- [Passage]:
Example Data Table
| Day | Return | Position Value | Loss if Return Happens |
|---|---|---|---|
| 1 | 0.80% | 100,000 | -800 |
| 2 | -1.10% | 100,000 | 1,100 |
| 3 | 0.35% | 100,000 | -350 |
| 4 | -2.40% | 100,000 | 2,400 |
| 5 | 1.05% | 100,000 | -1,050 |
Formula Used
Value at Risk estimates a loss threshold that should not be exceeded with a chosen confidence level over a given horizon.
- Parametric (Normal): VaR = V × ( z × σh − μh ), where μh = μ × h and σh = σ × √h.
- Historical simulation: compute rolling horizon returns from observed data, convert to losses, then take the empirical quantile at the confidence level.
- Monte Carlo: simulate many horizon returns (Normal here), convert to losses, then take the simulated quantile at the confidence level.
How to Use This Calculator
- Select a method that matches your data and modeling needs.
- Set confidence level and horizon days for your risk window.
- Enter position value and daily mean and volatility assumptions.
- For historical simulation, paste daily returns and choose their format.
- Press Calculate VaR to view results above the form.
- Use the download buttons to export CSV or PDF for reporting.
Confidence Level and Tail Probability
At 95% confidence, VaR targets the loss exceeded about 1 day in 20; at 99%, about 1 day in 100. Increasing confidence raises the threshold and makes estimates more sensitive to tail behavior. For historical results, the effective tail sample equals roughly (1−c)×N, so 99% VaR with 250 observations relies on about 2 to 3 worst outcomes. Smaller samples amplify noise. Choose confidence to match your risk policy and market.
Horizon Scaling and Liquidity Considerations
VaR is horizon-specific. Under a stable return process, mean scales with h and volatility scales with √h, so a 10‑day horizon can materially increase risk even if daily VaR looks modest. However, horizon scaling is an approximation; gaps, illiquidity, and position changes can break it. If trading is infrequent, treat the horizon as a liquidation window and prefer methods based on actual holding-period returns rather than pure scaling assumptions.

- [Data shown]:
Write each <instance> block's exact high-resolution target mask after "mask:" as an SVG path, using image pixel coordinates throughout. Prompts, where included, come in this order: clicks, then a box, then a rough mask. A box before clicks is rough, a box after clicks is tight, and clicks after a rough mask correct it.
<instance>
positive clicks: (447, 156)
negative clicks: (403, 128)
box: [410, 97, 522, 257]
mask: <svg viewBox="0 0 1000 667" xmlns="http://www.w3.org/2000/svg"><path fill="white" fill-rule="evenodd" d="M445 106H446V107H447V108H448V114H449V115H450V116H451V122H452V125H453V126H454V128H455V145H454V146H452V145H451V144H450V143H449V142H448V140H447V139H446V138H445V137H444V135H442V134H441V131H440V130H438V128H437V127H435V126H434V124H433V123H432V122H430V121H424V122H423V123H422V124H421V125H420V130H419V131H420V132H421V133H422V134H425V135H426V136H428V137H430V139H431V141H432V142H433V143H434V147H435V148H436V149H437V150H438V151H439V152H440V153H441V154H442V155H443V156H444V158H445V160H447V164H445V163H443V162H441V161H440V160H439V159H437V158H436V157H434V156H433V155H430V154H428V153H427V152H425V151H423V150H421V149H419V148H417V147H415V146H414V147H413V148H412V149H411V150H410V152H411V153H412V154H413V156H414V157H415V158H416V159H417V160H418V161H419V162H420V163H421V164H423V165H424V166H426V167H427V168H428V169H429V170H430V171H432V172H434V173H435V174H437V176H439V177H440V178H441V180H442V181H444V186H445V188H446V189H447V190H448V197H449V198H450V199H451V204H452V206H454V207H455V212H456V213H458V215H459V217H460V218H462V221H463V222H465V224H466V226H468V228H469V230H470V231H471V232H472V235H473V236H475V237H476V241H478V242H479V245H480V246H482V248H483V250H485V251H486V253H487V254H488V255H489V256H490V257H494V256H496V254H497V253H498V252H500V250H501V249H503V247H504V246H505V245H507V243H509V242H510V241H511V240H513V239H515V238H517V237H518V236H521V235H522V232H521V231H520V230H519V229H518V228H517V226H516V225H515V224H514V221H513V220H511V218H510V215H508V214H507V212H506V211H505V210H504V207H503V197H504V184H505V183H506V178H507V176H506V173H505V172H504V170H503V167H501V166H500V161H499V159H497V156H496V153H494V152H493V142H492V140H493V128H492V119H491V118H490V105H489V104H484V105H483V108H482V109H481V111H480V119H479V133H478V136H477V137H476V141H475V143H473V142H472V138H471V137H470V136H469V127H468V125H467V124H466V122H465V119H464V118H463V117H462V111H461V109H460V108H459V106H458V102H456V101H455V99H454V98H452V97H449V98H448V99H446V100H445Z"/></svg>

* * *

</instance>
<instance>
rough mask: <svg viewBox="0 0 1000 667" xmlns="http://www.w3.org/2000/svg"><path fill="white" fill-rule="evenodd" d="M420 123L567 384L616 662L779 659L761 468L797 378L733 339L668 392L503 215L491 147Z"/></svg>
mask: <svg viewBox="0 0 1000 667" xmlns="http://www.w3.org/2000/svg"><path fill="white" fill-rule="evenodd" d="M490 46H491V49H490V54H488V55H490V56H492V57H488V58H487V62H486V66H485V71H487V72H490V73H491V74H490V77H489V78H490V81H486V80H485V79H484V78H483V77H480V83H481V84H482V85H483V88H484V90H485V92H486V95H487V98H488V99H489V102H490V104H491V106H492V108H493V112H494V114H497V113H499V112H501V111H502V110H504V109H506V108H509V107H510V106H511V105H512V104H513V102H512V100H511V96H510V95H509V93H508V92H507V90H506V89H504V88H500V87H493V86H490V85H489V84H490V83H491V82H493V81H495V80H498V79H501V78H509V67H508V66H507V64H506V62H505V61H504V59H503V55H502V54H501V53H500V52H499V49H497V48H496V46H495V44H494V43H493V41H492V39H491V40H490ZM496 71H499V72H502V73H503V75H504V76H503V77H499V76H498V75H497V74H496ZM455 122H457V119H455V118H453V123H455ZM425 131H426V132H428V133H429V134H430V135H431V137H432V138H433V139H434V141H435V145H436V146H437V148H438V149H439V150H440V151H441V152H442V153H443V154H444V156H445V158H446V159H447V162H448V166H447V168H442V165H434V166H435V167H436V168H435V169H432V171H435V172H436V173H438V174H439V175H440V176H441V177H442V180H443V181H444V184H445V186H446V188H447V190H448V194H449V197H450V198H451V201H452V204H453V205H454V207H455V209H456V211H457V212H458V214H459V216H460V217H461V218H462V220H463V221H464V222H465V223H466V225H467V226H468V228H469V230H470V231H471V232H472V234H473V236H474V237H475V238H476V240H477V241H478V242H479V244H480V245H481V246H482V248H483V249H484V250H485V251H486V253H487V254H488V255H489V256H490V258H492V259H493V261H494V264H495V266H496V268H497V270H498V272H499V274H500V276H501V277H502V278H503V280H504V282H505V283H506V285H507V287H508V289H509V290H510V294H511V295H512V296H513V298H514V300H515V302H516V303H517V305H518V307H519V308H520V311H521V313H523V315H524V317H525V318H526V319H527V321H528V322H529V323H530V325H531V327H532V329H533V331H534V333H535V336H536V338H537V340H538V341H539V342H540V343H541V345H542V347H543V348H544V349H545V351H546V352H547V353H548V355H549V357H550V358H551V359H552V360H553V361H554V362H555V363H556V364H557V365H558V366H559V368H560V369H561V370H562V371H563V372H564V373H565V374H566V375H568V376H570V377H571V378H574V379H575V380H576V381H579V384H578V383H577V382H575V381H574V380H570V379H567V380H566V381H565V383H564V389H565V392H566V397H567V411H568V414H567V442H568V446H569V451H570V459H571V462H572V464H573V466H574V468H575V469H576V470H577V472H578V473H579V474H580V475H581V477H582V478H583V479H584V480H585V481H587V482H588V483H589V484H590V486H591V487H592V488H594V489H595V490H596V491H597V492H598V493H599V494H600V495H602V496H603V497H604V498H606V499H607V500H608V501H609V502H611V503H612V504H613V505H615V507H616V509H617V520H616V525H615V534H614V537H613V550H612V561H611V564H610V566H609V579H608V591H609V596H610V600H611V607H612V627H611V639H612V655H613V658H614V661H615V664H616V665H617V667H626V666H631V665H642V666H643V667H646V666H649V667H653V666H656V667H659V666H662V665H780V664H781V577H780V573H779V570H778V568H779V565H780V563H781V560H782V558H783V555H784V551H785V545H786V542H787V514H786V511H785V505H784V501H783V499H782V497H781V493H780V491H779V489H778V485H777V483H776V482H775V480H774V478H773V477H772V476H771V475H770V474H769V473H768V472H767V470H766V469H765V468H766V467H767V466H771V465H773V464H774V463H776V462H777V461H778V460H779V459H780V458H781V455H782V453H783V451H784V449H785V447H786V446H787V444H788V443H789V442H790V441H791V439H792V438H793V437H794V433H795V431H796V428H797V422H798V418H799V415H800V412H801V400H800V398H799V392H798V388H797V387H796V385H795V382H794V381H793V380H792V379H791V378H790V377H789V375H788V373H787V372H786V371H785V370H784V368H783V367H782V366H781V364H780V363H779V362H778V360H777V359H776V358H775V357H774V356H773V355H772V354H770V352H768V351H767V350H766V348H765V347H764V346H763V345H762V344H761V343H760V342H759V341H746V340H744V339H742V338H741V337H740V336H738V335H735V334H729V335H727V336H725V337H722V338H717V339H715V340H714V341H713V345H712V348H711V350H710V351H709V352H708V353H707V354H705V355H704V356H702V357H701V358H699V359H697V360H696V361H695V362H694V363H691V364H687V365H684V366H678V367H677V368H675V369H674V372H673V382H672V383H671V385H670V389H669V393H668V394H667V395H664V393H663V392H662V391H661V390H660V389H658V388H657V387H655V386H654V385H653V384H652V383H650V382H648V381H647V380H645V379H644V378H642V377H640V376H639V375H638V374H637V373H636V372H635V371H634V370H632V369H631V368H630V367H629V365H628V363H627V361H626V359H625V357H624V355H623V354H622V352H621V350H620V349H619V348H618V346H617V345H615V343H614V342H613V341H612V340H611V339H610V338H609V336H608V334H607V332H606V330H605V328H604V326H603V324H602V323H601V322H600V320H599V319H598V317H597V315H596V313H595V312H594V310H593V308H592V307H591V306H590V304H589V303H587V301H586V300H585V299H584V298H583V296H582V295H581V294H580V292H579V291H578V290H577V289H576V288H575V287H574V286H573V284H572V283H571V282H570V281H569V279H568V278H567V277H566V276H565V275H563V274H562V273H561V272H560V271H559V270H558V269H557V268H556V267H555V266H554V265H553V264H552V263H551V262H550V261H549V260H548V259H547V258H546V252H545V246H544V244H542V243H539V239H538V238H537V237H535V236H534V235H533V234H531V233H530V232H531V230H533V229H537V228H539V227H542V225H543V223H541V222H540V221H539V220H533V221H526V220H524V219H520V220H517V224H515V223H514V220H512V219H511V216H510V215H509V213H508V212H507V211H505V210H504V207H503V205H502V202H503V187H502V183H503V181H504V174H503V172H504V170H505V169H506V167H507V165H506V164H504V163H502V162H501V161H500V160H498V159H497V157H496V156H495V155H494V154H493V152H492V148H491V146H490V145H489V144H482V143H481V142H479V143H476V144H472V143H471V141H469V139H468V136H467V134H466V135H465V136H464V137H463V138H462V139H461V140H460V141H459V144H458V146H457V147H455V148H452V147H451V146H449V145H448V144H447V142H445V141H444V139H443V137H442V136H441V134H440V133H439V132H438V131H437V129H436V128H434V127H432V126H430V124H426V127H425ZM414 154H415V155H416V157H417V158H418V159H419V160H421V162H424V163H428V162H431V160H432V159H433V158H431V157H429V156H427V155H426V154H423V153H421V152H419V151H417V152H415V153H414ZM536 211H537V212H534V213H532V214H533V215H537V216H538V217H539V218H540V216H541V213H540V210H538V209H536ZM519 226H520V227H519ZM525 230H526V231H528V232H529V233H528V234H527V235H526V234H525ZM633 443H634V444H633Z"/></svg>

---

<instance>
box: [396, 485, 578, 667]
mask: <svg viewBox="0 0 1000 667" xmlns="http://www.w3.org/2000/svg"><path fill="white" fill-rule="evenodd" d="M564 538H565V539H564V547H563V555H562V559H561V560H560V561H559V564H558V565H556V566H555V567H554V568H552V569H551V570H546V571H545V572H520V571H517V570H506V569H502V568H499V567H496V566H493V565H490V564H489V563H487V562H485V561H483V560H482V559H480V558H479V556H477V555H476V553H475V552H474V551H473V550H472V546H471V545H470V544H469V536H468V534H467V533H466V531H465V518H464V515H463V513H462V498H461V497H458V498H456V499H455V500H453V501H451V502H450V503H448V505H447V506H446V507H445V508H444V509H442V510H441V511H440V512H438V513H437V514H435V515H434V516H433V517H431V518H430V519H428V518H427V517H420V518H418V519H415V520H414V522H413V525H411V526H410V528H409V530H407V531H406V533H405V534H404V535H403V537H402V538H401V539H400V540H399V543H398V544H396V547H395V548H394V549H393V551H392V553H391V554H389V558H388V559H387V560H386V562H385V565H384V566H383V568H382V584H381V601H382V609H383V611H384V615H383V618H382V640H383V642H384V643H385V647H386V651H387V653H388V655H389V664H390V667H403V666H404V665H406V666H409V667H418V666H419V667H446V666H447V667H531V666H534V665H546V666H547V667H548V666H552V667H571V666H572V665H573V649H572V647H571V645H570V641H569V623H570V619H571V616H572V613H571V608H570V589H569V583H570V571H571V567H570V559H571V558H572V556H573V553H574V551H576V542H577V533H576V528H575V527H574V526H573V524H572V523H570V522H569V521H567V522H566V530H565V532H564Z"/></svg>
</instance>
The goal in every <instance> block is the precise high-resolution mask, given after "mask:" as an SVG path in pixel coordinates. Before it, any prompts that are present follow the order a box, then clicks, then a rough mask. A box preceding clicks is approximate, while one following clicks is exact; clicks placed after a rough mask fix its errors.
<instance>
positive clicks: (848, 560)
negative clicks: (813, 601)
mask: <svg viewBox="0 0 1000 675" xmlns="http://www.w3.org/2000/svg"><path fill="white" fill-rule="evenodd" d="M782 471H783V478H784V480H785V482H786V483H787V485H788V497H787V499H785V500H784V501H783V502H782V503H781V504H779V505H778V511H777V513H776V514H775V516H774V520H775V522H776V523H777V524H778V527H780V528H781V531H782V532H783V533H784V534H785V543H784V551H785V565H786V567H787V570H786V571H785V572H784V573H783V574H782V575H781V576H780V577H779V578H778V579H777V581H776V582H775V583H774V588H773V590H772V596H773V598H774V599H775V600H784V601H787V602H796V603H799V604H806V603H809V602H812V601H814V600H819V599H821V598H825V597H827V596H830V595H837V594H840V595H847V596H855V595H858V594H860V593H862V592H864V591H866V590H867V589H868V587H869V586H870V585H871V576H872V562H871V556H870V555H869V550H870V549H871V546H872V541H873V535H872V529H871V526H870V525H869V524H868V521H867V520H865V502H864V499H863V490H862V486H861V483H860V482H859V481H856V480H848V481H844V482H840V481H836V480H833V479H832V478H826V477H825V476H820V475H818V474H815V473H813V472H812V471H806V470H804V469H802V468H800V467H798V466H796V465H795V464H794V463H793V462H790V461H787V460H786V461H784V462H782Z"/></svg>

- [Exercise requirements]:
1 > Which methods for calculating Value at Risk does the Value at Risk page list under "Formula Used"?
2 > According to the Value at Risk page, about how many worst outcomes does 99% historical VaR rely on when there are 250 observations?
3 > Continue the Value at Risk page after its final sentence.

- [Answers to each task]:
1 > Parametric (Normal), historical simulation, Monte Carlo

2 > About 2 to 3 worst outcomes.

3 >
Method Selection and Data Quality
Parametric VaR is fast and transparent for teams, but it assumes a normal loss shape and can understate heavy tails. Historical simulation reflects observed patterns, yet it depends on clean, representative data and can miss regimes not in the sample. Monte Carlo adds flexibility and stress capability, but results vary with model choices and simulation count. As a practical check, compare methods under the same inputs and investigate large divergences before acting.
Interpreting VaR and Expected Shortfall
VaR is not the maximum loss; it is a quantile threshold. Two portfolios can share the same VaR while having very different tail losses. Expected Shortfall, also called CVaR, averages losses beyond the VaR cutoff and better captures tail severity. When VaR seems stable but CVaR rises, it can signal increasing tail risk even if typical volatility is unchanged. Use both for balanced decisions. It supports better limits and tail-aware allocation.
Reporting, Governance, and Backtesting Signals
Operationally, record inputs, method, horizon, and confidence so results are reproducible for reviews. Set limits in both amount and percent of position to handle growth in exposure. Monitor exceptions: the number of days losses exceed VaR should be close to 1−confidence over time. Persistent exceedances may indicate model drift, volatility shifts, or data issues. Pair VaR reports with scenario shocks to inform governance. Automate refreshes and archive exports for audit trails.
FAQs
What does a 95% VaR mean in practice?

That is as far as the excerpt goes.